# The input

+-------+

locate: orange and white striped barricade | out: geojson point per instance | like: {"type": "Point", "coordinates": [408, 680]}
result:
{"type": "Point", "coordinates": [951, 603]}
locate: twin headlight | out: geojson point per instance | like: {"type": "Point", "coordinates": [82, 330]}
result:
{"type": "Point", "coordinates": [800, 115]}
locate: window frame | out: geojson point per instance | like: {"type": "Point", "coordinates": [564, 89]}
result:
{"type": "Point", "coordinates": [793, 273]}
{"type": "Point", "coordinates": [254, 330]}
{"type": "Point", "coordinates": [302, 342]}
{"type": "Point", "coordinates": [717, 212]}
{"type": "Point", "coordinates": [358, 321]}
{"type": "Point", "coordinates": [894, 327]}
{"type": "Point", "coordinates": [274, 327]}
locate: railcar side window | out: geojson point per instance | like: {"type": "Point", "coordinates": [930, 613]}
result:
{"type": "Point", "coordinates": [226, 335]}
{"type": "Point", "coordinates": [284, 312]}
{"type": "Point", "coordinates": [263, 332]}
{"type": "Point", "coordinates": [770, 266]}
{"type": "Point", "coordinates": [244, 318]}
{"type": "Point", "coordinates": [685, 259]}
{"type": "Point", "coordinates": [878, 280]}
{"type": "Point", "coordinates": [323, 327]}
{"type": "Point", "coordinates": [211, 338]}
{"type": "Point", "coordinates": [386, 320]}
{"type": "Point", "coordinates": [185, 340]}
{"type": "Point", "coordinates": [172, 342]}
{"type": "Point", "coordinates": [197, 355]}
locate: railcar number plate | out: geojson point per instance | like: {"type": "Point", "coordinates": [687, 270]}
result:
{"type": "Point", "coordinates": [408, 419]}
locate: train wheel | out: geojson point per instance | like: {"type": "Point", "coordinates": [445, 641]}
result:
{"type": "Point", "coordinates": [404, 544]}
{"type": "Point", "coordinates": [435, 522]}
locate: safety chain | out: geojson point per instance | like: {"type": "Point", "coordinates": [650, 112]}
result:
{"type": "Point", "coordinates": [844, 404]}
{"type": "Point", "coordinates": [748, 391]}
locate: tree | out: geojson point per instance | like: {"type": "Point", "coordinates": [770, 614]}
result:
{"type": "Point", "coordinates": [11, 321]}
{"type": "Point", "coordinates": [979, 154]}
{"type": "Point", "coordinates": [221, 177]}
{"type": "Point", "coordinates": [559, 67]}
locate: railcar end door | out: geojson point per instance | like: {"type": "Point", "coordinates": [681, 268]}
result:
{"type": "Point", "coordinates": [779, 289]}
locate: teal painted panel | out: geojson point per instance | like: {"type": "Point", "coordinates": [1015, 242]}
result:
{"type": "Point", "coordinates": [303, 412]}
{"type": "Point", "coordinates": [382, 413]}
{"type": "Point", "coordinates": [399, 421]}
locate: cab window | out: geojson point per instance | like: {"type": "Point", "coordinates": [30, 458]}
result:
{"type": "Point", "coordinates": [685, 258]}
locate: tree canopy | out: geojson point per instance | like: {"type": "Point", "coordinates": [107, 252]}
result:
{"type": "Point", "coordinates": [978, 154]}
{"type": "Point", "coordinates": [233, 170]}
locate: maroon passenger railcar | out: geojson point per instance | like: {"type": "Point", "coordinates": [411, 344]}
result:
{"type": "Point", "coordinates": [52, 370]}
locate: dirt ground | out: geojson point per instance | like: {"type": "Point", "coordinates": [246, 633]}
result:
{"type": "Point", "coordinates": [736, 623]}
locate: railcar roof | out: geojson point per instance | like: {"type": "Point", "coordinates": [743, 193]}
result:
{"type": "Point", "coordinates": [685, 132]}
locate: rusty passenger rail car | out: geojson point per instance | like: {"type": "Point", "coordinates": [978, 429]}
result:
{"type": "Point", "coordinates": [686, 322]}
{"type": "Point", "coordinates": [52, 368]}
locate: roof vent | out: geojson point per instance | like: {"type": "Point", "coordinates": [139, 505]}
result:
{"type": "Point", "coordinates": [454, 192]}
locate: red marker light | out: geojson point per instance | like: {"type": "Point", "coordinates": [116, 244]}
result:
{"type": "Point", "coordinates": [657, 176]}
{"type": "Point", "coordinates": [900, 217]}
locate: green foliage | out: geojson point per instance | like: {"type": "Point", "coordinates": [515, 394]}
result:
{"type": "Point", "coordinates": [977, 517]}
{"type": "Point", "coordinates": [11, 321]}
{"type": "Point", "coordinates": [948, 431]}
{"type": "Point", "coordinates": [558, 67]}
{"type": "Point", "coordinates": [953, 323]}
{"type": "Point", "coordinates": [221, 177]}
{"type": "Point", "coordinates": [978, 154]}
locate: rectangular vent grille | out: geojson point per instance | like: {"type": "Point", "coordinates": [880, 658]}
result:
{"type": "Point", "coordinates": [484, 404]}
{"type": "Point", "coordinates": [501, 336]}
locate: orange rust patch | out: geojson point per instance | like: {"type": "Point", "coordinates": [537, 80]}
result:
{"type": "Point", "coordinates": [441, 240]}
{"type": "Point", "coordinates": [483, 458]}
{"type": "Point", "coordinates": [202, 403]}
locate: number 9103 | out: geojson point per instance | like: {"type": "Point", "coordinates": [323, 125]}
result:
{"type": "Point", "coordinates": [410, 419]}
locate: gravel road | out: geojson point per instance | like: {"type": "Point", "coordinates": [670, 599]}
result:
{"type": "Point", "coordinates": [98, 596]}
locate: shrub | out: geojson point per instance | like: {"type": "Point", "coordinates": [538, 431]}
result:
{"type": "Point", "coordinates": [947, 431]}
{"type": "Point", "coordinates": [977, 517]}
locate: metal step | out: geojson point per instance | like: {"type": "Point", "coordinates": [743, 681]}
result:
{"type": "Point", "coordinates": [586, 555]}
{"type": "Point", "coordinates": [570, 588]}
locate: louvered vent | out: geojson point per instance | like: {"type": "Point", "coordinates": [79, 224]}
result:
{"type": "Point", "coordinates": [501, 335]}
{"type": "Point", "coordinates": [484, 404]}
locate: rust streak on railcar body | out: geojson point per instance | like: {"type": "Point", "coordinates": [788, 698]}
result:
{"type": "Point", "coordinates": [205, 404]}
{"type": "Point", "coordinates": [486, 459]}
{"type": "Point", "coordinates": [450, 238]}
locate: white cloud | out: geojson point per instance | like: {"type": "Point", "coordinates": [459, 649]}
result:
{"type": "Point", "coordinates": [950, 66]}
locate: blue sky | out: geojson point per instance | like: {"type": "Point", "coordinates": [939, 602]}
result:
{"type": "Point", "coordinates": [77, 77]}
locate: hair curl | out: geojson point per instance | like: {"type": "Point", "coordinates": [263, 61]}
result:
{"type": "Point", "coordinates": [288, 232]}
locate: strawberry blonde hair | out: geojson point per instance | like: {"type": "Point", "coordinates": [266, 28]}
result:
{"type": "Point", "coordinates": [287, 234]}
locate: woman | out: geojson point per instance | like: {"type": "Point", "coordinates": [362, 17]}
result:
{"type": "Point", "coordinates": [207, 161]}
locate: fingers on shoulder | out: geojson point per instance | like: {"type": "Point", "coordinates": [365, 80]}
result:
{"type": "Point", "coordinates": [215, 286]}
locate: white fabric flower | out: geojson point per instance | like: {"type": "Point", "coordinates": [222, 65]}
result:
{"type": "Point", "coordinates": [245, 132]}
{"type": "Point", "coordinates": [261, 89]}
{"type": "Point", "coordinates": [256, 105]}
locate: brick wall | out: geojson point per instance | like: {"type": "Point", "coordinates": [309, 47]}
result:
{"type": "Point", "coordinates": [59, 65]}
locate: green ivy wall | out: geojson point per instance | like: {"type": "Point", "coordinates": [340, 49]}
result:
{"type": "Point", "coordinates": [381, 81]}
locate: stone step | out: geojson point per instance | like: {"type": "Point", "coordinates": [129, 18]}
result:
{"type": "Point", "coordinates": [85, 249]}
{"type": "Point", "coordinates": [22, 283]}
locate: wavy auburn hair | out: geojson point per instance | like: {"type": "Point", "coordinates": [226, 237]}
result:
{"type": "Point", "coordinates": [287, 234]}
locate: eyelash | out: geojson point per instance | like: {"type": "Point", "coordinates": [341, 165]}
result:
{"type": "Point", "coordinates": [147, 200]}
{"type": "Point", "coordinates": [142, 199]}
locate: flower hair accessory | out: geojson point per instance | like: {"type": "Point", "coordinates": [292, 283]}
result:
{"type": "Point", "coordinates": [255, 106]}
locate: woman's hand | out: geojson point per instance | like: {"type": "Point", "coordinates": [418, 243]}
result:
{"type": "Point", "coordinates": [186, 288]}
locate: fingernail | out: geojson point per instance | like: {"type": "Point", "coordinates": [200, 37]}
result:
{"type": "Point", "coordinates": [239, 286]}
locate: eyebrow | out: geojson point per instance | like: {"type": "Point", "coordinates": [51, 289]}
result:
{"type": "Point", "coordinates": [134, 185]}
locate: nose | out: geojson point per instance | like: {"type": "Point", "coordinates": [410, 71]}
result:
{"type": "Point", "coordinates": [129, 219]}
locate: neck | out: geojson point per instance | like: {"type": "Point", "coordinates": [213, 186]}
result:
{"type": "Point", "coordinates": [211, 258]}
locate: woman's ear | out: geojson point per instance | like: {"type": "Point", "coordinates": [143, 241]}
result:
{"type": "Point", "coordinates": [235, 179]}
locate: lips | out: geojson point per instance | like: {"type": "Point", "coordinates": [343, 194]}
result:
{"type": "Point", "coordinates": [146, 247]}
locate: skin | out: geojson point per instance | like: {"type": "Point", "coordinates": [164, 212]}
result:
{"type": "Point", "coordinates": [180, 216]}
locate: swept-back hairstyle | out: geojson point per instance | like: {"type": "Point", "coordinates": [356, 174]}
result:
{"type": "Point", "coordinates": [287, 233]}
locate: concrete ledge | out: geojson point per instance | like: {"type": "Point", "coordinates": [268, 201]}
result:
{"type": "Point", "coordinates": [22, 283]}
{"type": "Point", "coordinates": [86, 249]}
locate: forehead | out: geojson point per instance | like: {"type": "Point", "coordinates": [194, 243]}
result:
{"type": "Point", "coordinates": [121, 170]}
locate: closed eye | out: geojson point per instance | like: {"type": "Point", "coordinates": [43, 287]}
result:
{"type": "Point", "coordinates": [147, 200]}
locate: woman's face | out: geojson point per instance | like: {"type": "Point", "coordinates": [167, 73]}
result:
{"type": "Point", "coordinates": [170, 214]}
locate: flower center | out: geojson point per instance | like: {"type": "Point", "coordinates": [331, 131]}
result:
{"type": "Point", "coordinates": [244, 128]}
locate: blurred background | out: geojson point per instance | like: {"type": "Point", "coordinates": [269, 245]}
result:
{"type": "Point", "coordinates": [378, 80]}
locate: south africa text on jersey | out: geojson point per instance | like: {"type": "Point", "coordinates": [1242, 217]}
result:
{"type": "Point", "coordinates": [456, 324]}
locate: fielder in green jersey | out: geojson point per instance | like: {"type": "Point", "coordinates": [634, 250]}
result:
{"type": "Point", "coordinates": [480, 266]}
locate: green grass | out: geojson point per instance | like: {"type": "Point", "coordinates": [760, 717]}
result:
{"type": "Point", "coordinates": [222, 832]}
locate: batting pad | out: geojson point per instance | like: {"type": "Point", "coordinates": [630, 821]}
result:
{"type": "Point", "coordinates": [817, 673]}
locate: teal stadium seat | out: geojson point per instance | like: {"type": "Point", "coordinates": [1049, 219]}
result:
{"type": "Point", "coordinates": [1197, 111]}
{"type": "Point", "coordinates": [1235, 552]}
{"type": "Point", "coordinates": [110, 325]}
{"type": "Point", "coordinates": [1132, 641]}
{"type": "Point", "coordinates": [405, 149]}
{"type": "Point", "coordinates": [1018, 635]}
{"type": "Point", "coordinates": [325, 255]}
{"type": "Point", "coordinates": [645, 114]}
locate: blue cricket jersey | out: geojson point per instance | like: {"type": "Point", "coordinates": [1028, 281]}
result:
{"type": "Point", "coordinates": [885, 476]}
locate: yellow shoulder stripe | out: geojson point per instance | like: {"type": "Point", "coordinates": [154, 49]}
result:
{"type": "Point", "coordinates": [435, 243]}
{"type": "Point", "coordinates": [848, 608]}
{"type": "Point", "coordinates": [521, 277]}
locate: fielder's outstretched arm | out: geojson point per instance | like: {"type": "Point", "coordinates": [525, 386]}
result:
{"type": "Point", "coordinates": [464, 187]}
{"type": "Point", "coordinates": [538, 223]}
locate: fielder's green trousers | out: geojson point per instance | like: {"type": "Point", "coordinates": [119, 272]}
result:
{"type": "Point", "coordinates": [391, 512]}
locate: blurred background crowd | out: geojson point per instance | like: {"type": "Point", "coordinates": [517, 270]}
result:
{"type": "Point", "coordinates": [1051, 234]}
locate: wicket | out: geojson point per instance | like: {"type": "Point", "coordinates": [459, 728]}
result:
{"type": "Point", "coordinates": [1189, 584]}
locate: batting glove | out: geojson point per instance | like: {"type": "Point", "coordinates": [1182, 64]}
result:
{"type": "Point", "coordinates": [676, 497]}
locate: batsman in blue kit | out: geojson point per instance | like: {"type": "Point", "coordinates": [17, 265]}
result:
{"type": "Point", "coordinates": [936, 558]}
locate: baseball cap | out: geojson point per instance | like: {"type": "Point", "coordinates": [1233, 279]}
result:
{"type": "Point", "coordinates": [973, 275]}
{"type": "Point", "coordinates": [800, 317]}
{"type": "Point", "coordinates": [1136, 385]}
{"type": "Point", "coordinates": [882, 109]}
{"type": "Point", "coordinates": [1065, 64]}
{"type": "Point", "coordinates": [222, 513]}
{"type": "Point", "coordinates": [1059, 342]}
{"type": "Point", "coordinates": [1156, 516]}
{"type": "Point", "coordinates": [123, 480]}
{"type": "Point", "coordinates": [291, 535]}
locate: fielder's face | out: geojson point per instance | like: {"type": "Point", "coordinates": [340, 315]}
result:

+-------+

# Exercise brief
Include both ends. Return the line holding "locate: batsman in" and all lines after it in the records above, exactly as written.

# Exercise result
locate: batsman in blue kit | out: geojson point per instance | like: {"type": "Point", "coordinates": [17, 265]}
result:
{"type": "Point", "coordinates": [936, 558]}
locate: baseball cap | out: geojson point per instance | like: {"type": "Point", "coordinates": [1233, 279]}
result:
{"type": "Point", "coordinates": [973, 275]}
{"type": "Point", "coordinates": [800, 317]}
{"type": "Point", "coordinates": [1136, 385]}
{"type": "Point", "coordinates": [882, 109]}
{"type": "Point", "coordinates": [1065, 64]}
{"type": "Point", "coordinates": [222, 513]}
{"type": "Point", "coordinates": [1059, 342]}
{"type": "Point", "coordinates": [1156, 516]}
{"type": "Point", "coordinates": [123, 480]}
{"type": "Point", "coordinates": [291, 535]}
locate: fielder's face | out: geojson point per instance | like: {"type": "Point", "coordinates": [340, 315]}
result:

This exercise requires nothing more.